Stated goal a -> Which lines in the entries below contain the string "surface"? Pick out each one and copy it.

Document extract ->
######
This is in continuation to my series on the Underappreciated features of Microsoft SQL Server. The series has been inspired from Andy Warren’s editorial on SQLServerCentral.com of the same name.
After a number of posts on my visit to Tech-Ed 2011 (India), we are now back on track and will continue from where we left off. We were discussing the T-SQL related underappreciated features and the next one in line was the PIVOT operator. Because PIVOT has been around since SQL Server 2005, and is simplifies a very important functionality, I was quite surprised to see this on the list of underappreciated features. Hence, I will start off with an introduction, provide and explain an example, and then point out the reader to a couple of reference resources that I used when I was learning this T-SQL enhancement.
######
Coordinate annotation entries
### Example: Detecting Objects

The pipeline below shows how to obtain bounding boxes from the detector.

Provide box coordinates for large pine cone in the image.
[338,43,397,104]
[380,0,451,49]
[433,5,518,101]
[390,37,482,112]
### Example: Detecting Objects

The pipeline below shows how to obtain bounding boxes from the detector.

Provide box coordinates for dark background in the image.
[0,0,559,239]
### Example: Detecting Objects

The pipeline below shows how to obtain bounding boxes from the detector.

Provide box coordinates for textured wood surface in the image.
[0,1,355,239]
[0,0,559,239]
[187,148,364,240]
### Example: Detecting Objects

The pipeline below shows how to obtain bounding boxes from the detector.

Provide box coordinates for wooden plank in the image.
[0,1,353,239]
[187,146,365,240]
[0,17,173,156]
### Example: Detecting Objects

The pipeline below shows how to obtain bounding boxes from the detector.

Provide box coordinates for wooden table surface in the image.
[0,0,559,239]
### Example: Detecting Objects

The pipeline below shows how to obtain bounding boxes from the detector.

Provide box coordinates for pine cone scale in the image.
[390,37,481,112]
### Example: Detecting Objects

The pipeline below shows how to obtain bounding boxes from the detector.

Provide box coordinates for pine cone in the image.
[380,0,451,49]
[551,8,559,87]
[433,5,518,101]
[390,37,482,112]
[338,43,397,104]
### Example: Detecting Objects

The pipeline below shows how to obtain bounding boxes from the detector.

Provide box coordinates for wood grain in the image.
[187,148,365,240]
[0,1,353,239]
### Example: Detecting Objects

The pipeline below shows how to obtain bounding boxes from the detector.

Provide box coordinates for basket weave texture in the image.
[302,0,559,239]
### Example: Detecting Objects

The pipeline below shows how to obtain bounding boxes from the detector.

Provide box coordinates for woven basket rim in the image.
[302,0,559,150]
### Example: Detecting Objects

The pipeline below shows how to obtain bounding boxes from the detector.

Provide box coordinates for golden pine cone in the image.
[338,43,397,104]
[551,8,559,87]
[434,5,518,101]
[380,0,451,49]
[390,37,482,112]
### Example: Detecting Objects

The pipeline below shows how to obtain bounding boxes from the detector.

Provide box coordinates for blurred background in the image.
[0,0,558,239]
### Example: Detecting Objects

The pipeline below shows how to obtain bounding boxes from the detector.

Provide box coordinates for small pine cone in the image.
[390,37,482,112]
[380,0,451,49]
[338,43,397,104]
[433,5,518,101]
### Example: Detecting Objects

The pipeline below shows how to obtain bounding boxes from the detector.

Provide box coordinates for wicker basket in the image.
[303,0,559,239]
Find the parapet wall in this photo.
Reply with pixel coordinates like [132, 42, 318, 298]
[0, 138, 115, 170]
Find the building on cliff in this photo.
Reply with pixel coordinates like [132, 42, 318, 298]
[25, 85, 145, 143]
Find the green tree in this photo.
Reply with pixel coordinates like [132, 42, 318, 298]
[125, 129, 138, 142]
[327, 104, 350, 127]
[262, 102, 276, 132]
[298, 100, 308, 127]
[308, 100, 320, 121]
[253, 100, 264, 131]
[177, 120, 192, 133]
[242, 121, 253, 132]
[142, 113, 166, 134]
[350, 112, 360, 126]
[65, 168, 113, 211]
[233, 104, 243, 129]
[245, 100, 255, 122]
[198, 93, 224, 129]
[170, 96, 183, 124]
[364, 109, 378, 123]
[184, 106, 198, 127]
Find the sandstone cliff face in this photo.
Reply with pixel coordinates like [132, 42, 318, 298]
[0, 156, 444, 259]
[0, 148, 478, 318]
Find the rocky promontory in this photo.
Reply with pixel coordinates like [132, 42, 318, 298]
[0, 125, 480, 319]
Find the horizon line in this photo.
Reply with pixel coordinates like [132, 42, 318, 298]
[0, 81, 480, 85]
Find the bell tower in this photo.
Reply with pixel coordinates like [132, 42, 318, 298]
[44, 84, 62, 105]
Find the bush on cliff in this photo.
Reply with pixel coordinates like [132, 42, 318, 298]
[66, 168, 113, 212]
######
Stated goal b -> Can you transcribe the whole SQL Server PIVOT post above, word for word?

Output a ->
Provide box coordinates for textured wood surface in the image.
Provide box coordinates for wooden table surface in the image.

Output b ->
This is in continuation to my series on the Underappreciated features of Microsoft SQL Server. The series has been inspired from Andy Warren’s editorial on SQLServerCentral.com of the same name.
After a number of posts on my visit to Tech-Ed 2011 (India), we are now back on track and will continue from where we left off. We were discussing the T-SQL related underappreciated features and the next one in line was the PIVOT operator. Because PIVOT has been around since SQL Server 2005, and is simplifies a very important functionality, I was quite surprised to see this on the list of underappreciated features. Hence, I will start off with an introduction, provide and explain an example, and then point out the reader to a couple of reference resources that I used when I was learning this T-SQL enhancement.